====== Estratto del documento

Benevento, fondi per migranti spesi in beni di lusso e viaggi: indagato anche un ex funzionario della Prefettura

Fondi per l’accoglienza dei migranti finiti in spese di lusso a Benevento: danno da oltre 1,3 milioni di euro, indaga la Finanza.

L’inchiesta della Procura regionale della Corte dei Conti della Campania e della Guardia di Finanza ha acceso i riflettori su una gestione distorta dei fondi pubblici destinati all’assistenza dei migranti a Benevento. Secondo quanto emerso, risorse che avrebbero dovuto garantire accoglienza dignitosa sarebbero state invece utilizzate per acquistare beni di lusso e finanziare spese estranee alle finalità del servizio.

L’indagine e il presunto danno erariale

Al centro dell’indagine c’è un presunto danno erariale quantificato in circa 1 milione e 300 mila euro. Le somme contestate rientrano in un più ampio flusso di oltre 20 milioni di euro erogati tra il 2014 e il 2018 dal Ministero dell’Interno attraverso la Prefettura di Benevento per la gestione dei centri di accoglienza. Secondo gli investigatori, una parte di questi fondi sarebbe stata sottratta alla loro destinazione originaria, generando un sistema di “risparmio” illecito sui servizi essenziali.

============
====== Materiale estratto

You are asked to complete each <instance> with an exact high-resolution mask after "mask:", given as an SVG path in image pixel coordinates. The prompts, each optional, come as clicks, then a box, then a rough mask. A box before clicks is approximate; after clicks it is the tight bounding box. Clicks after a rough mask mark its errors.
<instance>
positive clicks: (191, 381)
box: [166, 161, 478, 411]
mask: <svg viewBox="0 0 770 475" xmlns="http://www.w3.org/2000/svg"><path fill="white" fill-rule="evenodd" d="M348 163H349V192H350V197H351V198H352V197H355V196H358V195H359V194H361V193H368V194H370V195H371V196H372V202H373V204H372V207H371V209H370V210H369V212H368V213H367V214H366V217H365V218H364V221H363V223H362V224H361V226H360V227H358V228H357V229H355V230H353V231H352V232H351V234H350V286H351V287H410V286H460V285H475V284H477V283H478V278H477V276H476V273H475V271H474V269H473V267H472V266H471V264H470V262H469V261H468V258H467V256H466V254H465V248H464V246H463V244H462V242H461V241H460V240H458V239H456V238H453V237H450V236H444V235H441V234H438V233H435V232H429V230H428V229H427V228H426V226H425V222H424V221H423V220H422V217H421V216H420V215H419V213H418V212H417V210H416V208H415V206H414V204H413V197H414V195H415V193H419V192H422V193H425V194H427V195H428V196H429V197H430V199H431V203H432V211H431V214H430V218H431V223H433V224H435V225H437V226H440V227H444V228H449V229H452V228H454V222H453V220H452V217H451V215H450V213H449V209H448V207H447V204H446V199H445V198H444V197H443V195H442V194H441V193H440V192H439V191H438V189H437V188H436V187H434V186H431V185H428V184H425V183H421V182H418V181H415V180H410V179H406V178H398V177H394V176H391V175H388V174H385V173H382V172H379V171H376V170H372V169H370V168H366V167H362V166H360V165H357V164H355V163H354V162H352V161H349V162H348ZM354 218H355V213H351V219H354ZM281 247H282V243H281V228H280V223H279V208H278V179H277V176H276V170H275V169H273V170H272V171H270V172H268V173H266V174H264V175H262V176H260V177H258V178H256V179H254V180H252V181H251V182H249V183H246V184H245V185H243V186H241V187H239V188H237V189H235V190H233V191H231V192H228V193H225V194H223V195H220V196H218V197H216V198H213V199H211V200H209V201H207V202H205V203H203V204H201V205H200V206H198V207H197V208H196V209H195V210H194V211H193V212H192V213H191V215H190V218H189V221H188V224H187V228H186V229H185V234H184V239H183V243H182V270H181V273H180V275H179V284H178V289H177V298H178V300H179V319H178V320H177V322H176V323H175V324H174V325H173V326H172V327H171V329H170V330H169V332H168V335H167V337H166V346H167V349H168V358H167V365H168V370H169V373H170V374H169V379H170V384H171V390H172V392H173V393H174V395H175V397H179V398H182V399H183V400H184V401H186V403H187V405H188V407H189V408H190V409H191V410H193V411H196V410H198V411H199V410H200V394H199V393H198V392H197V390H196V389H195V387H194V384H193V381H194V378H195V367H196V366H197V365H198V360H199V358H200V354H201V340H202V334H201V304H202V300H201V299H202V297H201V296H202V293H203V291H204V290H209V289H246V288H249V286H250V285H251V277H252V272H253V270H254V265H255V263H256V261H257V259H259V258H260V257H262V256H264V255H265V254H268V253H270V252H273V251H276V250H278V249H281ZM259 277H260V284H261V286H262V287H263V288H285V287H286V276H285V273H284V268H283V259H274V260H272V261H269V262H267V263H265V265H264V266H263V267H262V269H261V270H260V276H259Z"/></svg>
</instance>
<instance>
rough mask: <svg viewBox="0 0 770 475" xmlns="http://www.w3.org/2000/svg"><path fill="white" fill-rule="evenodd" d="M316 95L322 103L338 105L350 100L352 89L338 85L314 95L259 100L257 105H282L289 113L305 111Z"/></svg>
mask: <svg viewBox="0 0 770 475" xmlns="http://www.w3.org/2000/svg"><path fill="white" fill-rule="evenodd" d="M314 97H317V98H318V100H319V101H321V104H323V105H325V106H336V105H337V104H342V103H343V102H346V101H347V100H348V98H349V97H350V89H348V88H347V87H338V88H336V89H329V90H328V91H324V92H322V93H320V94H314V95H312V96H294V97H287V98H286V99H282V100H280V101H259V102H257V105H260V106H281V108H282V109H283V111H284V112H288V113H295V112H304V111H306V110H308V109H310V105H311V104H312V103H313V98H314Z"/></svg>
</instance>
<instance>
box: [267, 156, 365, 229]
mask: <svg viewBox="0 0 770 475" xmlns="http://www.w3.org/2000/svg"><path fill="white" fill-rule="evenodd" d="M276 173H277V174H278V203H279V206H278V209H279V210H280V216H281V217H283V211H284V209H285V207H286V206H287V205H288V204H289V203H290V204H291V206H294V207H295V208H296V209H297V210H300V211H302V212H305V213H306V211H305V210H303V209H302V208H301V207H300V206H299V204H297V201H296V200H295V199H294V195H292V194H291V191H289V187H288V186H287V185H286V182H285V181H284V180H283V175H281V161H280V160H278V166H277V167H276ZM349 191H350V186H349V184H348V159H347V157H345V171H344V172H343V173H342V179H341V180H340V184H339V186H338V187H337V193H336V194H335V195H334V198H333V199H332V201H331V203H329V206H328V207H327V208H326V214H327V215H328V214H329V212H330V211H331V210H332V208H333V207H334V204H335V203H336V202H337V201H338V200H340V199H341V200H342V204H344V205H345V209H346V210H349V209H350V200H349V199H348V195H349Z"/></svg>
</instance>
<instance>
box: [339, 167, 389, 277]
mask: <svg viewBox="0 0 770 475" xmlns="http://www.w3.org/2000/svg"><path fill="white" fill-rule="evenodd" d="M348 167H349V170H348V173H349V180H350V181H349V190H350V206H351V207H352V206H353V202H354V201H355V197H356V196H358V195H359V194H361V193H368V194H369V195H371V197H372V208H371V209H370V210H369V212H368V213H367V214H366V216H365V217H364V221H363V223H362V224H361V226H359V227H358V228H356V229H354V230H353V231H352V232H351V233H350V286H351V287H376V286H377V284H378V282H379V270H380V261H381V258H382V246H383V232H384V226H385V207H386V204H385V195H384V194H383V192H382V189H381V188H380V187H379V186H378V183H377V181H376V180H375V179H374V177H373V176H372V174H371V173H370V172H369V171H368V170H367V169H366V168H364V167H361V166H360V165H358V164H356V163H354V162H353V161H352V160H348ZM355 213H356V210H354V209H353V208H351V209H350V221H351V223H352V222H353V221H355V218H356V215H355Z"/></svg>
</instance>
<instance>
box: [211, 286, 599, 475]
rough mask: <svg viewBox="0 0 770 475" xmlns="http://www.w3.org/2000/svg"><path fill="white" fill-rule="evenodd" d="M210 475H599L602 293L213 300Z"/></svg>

============

**Elenco attività**
1. Rinomina "danno erariale" in "danno patrimoniale" nel brano sui fondi per i migranti, riscrivendolo a partire da "L’indagine e il" e proseguendo fino a "sui servizi essenziali.".
2. Rispondi in base all'articolo sui fondi per i migranti a Benevento:
(a) Quali due enti conducono l'inchiesta?
(b) A quanto ammonta il presunto danno erariale?
(c) In quali anni sono stati erogati gli oltre 20 milioni di euro?
Il materiale non serve a nulla in questo lavoro.

**Risposte per attività**
1.
L’indagine e il presunto danno patrimoniale

Al centro dell’indagine c’è un presunto danno patrimoniale quantificato in circa 1 milione e 300 mila euro. Le somme contestate rientrano in un più ampio flusso di oltre 20 milioni di euro erogati tra il 2014 e il 2018 dal Ministero dell’Interno attraverso la Prefettura di Benevento per la gestione dei centri di accoglienza. Secondo gli investigatori, una parte di questi fondi sarebbe stata sottratta alla loro destinazione originaria, generando un sistema di “risparmio” illecito sui servizi essenziali.

2.
(a) La Procura regionale della Corte dei Conti della Campania e la Guardia di Finanza.
(b) Circa 1 milione e 300 mila euro.
(c) Tra il 2014 e il 2018.